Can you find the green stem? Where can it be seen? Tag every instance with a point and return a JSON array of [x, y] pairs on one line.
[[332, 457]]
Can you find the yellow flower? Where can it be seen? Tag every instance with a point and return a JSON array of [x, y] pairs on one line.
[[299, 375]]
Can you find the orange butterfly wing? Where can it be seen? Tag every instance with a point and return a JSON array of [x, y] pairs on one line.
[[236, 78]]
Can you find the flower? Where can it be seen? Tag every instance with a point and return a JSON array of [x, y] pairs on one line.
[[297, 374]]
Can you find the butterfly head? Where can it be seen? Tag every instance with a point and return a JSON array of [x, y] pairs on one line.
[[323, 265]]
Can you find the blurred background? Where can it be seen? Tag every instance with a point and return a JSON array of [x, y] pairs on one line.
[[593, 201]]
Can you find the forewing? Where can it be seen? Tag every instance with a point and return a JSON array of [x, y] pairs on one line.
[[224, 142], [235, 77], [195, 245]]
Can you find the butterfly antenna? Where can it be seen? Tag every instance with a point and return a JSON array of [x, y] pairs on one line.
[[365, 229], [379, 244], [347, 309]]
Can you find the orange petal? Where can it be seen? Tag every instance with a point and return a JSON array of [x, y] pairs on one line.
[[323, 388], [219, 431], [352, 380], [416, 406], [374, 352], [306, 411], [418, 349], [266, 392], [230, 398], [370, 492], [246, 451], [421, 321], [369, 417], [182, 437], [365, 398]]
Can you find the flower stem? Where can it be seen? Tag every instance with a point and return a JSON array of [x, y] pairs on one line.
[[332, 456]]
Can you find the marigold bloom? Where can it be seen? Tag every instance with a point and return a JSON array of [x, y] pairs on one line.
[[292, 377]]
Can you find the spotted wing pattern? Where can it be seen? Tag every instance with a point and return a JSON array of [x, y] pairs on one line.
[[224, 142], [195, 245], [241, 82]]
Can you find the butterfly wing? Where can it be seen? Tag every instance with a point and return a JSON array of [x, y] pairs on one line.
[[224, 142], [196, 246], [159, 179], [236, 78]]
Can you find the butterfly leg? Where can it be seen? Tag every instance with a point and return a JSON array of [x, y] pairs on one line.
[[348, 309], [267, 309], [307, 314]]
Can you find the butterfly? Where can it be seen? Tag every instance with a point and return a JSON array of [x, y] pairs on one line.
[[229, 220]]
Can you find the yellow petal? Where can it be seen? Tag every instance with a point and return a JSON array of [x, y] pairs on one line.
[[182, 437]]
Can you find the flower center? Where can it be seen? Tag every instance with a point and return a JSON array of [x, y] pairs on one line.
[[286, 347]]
########################################
→ **Given exercise**:
Format the records from the line with "Can you find the butterfly antenna?" up to and including the line with "437], [365, 398]]" as a two-column CSV with the columns input and output. Give one row per record, with its text under input and its answer under output, each in a single quoted field with line breaks replaced by spaces.

→ **Written answer**:
input,output
"Can you find the butterfly antenna? Where can it be seen? Tag every instance with a point and return a JSON array of [x, y] pairs on one line.","[[365, 229], [379, 244], [347, 309]]"
"Can you find the orange petal? Where can it be seen? Tag every instance with a point and return a JSON array of [x, y] pairs on one line.","[[323, 388], [219, 431], [352, 380], [416, 406], [374, 352], [306, 411], [418, 349], [266, 392], [230, 398], [370, 492], [246, 451], [421, 321], [369, 417], [182, 437], [365, 398]]"